* **The request**:
Set down the material below in full, matching it exactly.

**** Entries provided ****

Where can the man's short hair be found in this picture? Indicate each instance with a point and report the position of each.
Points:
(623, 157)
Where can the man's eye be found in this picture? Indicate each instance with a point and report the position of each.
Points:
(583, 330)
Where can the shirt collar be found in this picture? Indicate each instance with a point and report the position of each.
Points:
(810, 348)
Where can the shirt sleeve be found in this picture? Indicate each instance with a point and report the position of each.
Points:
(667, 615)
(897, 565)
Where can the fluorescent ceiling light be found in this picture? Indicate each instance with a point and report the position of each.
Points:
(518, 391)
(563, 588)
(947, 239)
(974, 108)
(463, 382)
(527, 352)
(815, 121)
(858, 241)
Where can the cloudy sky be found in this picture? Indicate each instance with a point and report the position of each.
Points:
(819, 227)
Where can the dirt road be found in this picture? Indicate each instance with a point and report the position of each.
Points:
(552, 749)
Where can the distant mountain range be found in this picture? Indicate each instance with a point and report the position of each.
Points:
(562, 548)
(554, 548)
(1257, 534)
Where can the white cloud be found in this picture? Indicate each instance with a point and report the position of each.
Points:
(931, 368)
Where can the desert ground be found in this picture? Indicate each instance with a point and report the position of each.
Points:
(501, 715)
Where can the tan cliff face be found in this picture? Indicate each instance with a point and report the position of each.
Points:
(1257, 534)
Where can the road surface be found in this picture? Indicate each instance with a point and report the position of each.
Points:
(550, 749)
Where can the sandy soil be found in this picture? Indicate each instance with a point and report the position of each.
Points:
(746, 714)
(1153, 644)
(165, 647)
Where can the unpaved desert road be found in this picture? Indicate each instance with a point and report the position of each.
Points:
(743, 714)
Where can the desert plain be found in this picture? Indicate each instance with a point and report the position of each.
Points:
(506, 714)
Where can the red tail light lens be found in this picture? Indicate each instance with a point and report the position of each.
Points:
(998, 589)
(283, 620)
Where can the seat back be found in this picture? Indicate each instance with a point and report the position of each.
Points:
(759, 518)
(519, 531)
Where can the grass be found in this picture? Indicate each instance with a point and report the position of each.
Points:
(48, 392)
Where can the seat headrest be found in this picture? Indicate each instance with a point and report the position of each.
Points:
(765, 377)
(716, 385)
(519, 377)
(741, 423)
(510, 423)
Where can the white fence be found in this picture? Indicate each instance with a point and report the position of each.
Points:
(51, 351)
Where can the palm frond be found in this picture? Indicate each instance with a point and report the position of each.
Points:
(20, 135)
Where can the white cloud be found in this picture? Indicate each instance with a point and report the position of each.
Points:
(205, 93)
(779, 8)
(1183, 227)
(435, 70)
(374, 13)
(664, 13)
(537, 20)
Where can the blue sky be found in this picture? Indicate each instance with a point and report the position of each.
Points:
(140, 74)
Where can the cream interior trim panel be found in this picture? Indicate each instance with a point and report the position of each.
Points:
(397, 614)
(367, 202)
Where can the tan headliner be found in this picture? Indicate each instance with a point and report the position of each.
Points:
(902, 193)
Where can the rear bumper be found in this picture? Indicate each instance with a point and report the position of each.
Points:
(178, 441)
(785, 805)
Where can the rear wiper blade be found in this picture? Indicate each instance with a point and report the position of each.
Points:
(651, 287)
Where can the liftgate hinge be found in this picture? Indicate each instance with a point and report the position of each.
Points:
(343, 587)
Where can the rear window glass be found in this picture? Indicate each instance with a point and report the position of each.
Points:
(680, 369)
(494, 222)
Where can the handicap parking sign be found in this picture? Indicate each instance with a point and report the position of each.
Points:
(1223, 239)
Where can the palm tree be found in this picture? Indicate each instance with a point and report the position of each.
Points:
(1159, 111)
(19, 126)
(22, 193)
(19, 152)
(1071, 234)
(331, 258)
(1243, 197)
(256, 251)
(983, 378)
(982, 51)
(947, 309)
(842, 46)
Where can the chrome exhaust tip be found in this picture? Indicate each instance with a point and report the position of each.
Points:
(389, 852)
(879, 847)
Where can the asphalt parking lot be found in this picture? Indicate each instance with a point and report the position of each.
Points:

****

* **Written reply**:
Where can the man's short hair be found in this picture? Indicate each instance with a point and report the position of each.
Points:
(623, 157)
Where can the man's eye be found in this picture? Indicate each instance with a point and report the position of each.
Points:
(583, 330)
Where can the shirt collar be found in this picture? Indicate each instance with a point and report the position of each.
Points:
(810, 348)
Where can the shirt sleeve be found in this picture? Indicate each instance with a point and report the position of each.
Points:
(667, 615)
(897, 565)
Where can the fluorescent ceiling light be found in this picture? Indicate each instance with a point and report the position of each.
Points:
(518, 391)
(563, 588)
(947, 239)
(974, 108)
(463, 382)
(527, 352)
(815, 121)
(858, 241)
Where can the cloudy sky be found in this picture? Indicate each instance with a point and report the position of each.
Points:
(819, 227)
Where can the dirt road be found in this picture? Indicate each instance with a point and report the position of each.
Points:
(552, 749)
Where can the distant mountain range be found in this picture? Indicate each instance with a point and report the position of each.
Points:
(562, 548)
(554, 548)
(1257, 534)
Where can the white cloud be found in this picture? Indicate each instance with a point and report the position of each.
Points:
(931, 368)
Where can the desert ground be found in this picture? Indicate each instance with a point and report the position of each.
Points:
(501, 715)
Where can the tan cliff face be found in this picture? Indicate each instance with a point and report the position of each.
Points:
(1257, 534)
Where can the road surface be found in this picture? Indicate each instance with a point and report the position of each.
Points:
(550, 749)
Where can the sandy soil be found in this picture? Indicate each instance with a point and report the position of each.
Points:
(746, 714)
(1153, 644)
(165, 647)
Where can the unpaved desert road be found in this picture? Indicate each instance with a point and report the position of each.
Points:
(743, 714)
Where can the desert plain be found in this picture? Indicate each instance with a point and report the position of each.
Points:
(506, 714)
Where can the red tail light lens be found in this picture? Indicate each instance with a point and report the position of each.
Points:
(998, 589)
(283, 620)
Where can the seat back be found in this picture? Indicate each instance with a point and report the position of each.
Points:
(759, 518)
(519, 531)
Where can the grass be found in this picture? Indicate each instance with a point and report the position of each.
Points:
(48, 392)
Where can the seat headrest be found in this picture? Indicate each instance with a point and report the position of each.
Points:
(765, 377)
(716, 385)
(519, 377)
(741, 423)
(510, 423)
Where can the white fence be found in this picture? Indicate each instance with a point and report the position of each.
Points:
(51, 351)
Where can the palm frond be found in this picture? Indicate each instance with a point and report the position of each.
Points:
(20, 135)
Where can the white cloud be found in this picture? Indicate each instance with a point and report the position of each.
Points:
(205, 93)
(779, 8)
(1183, 227)
(435, 70)
(374, 13)
(664, 13)
(537, 20)
Where can the blue sky be found in this picture? Indicate each instance with a point and report the position of each.
Points:
(140, 74)
Where can the cream interior trim panel be found in this picture? Indicate each instance with a point and report the position of each.
Points:
(397, 614)
(367, 202)
Where can the tan headliner be found in this picture? Indicate each instance with a point and report the position of each.
Points:
(902, 193)
Where can the rear bumper be found in this picture? Indicate each instance with a point and report the position of each.
Points:
(178, 441)
(785, 805)
Where can the rear wiper blade be found in this picture? Indicate each instance with a point and report the position of each.
Points:
(651, 287)
Where can the liftgate hinge be found in this picture? Indicate each instance with a point and report the position of each.
Points:
(343, 587)
Where can the rear window glass be found in this picture? Indicate each instance with a point and report the position of each.
Points:
(680, 369)
(494, 222)
Where can the handicap parking sign be found in this picture? Indicate each instance with a point and report the position of each.
Points:
(1223, 239)
Where can the palm tree be found in this picture? Indicate each instance with a point and report the position of each.
Points:
(1159, 111)
(19, 126)
(22, 193)
(19, 152)
(1071, 234)
(331, 258)
(1243, 197)
(256, 251)
(983, 378)
(982, 51)
(947, 309)
(842, 46)
Where can the chrome exhaust tip be found in this picture? Indicate each instance with a point and report the position of each.
Points:
(389, 852)
(879, 847)
Where can the asphalt parking lot be found in this picture? Indicate each instance with a point and report the position of each.
Points:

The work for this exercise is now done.